**About this task**
Count every line in the entries that follow where the word "person" appears, then state only the total.

**Data records**

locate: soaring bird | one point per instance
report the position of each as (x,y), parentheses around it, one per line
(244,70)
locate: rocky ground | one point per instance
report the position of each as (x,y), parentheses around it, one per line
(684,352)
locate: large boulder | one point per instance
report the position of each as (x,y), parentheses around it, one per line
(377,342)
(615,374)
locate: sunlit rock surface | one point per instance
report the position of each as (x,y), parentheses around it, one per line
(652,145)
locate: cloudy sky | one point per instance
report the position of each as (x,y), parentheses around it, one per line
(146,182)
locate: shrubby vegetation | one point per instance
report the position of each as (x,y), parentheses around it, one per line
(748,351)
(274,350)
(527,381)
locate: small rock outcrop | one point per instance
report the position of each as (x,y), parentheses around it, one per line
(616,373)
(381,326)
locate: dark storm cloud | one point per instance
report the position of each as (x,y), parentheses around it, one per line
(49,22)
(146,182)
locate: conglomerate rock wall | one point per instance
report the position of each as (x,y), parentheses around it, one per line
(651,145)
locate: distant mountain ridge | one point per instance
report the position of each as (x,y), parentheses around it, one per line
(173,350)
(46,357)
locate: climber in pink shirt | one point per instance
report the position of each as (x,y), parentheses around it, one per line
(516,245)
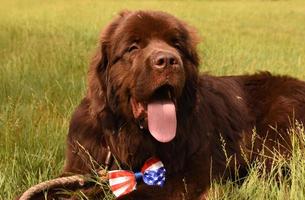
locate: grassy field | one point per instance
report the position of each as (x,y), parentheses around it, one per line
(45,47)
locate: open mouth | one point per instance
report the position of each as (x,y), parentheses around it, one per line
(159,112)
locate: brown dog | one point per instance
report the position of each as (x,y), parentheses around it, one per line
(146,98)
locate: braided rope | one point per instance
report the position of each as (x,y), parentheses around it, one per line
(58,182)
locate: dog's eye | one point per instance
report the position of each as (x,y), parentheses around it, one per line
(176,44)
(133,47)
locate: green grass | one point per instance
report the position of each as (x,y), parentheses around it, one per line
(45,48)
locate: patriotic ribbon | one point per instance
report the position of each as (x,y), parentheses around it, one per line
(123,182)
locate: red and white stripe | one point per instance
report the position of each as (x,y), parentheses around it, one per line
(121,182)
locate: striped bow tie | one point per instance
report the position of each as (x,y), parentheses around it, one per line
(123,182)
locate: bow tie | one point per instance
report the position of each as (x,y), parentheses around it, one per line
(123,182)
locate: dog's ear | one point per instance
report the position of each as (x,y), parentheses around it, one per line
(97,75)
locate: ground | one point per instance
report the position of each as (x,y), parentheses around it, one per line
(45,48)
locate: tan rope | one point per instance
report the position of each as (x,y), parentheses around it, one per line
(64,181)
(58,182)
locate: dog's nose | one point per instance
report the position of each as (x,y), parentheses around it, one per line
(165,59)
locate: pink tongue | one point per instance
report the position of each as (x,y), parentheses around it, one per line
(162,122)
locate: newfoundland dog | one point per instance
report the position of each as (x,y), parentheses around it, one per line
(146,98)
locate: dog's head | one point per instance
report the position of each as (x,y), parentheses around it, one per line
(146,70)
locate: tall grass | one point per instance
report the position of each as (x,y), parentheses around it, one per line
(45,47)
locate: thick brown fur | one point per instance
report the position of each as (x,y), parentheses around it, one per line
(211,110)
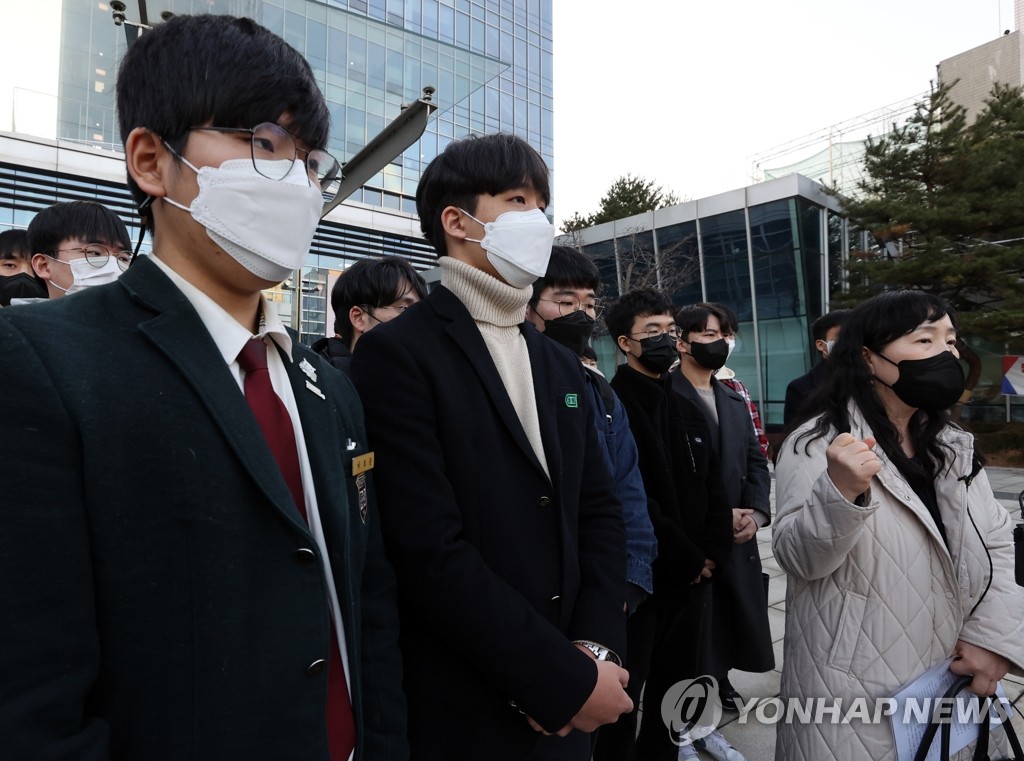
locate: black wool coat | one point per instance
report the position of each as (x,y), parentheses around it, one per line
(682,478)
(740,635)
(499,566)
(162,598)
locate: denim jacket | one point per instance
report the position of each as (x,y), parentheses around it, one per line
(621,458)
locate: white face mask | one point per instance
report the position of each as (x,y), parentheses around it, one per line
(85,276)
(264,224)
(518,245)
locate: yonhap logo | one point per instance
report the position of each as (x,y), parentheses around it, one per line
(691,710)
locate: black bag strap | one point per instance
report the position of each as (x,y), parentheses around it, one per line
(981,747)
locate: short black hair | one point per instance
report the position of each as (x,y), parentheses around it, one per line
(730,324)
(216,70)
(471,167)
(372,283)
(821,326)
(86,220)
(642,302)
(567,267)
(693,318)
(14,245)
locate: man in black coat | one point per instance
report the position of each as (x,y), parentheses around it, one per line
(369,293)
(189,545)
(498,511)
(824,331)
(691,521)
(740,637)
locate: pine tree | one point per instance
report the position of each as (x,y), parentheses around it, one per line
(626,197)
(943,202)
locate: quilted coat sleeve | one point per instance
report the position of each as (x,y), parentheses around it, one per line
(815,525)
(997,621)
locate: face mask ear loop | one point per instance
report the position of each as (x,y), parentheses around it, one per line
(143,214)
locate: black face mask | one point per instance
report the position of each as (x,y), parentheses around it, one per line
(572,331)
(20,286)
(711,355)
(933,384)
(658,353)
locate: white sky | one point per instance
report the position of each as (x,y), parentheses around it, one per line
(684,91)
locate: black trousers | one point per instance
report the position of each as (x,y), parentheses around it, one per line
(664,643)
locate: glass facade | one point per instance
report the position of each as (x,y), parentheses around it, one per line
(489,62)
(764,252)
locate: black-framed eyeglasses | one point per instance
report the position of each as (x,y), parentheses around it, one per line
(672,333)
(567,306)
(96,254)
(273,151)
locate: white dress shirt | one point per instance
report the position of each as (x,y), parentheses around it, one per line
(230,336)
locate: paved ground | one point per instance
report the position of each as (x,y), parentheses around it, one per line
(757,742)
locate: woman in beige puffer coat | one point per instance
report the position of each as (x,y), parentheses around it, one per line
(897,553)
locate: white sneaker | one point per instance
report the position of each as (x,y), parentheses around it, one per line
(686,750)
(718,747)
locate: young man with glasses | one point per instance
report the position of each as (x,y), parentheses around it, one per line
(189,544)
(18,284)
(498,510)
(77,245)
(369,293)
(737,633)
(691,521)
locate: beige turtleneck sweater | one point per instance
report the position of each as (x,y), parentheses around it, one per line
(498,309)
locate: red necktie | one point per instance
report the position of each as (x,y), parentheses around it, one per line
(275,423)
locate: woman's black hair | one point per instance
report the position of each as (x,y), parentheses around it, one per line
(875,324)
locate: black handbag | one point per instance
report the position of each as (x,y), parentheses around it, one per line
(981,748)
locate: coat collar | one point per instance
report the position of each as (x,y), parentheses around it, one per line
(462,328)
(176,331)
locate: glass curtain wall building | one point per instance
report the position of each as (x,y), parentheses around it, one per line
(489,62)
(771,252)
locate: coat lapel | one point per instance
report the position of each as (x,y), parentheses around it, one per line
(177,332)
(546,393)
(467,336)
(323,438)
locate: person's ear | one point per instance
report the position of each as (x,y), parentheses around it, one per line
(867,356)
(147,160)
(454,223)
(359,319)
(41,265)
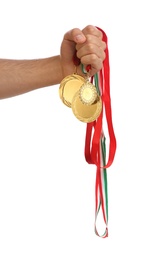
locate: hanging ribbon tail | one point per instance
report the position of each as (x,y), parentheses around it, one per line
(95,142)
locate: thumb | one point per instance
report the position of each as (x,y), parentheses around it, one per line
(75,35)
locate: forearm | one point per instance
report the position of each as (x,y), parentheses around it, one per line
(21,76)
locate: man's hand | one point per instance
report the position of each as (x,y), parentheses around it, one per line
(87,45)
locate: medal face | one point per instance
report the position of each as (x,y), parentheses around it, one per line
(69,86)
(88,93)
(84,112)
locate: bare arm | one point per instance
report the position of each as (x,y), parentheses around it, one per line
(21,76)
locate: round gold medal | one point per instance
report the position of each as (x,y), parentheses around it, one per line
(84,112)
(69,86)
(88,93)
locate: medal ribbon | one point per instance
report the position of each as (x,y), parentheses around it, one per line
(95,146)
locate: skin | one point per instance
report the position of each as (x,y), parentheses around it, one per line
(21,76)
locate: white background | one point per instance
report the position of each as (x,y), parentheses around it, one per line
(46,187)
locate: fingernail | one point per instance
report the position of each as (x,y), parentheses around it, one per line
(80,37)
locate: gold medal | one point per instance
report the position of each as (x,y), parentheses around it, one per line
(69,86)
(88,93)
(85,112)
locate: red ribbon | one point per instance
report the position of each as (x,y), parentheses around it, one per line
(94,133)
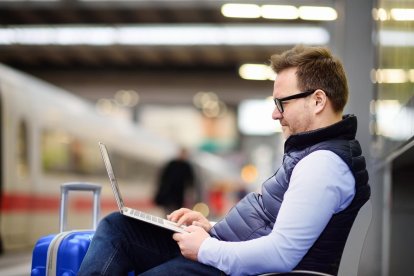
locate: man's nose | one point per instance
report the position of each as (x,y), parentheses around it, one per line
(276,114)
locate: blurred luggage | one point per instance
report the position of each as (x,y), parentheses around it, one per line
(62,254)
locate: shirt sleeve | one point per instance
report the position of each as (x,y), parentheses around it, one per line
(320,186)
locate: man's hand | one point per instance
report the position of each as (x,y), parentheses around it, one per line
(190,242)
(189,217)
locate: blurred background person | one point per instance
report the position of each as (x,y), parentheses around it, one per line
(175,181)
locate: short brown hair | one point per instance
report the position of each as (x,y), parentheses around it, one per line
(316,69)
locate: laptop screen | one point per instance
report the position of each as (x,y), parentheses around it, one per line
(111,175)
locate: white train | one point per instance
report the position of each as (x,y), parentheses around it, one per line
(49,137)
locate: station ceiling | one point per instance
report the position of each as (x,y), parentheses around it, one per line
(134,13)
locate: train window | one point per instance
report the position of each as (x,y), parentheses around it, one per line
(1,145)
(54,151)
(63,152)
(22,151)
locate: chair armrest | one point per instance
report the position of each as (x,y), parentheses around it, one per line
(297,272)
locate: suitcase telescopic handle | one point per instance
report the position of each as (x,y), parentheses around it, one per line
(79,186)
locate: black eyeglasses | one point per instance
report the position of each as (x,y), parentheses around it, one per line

**Exercise response**
2